Anggota Dewan Perwakilan Rakyat Daerah (DPRD) Kota Surabaya merasa tidak dilibatkan dalam pengambilan kebijakan untuk percepatan penanganan virus corona atau COVID-19 di wilayah setempat.

Wakil Ketua DPRD Kota Surabaya Laila Mufida menyebut pertemuan virtual dengan Wali Kota Surabaya Tri Rismaharini belum lama lalu hanya bersifat seremonial.

"Pertemuan itu hanya mendengarkan informasi dari wali kota. Bukan forum untuk pengambilan keputusan berdasarkan pembahasan bersama,” katanya kepada wartawan di Surabaya, Selasa.

DATA
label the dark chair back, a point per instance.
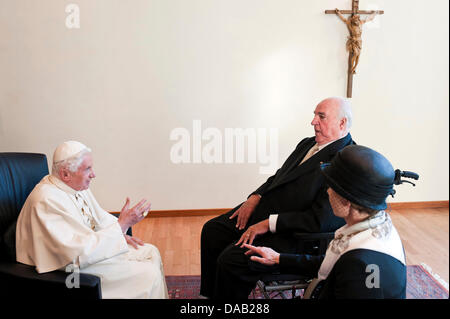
(19, 173)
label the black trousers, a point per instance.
(226, 272)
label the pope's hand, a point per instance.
(133, 241)
(131, 216)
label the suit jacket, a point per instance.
(350, 276)
(298, 194)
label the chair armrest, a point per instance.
(314, 236)
(129, 231)
(19, 280)
(320, 241)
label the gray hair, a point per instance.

SOAL 1
Apa jabatan Laila Mufida menurut kutipan tentang DPRD Kota Surabaya?
SOAL 2
Tulis ulang bagian kutipan dari "Wakil Ketua DPRD" sampai "hanya bersifat seremonial.".

KOLOM JAWABAN 1
Wakil Ketua DPRD Kota Surabaya.

KOLOM JAWABAN 2
Wakil Ketua DPRD Kota Surabaya Laila Mufida menyebut pertemuan virtual dengan Wali Kota Surabaya Tri Rismaharini belum lama lalu hanya bersifat seremonial.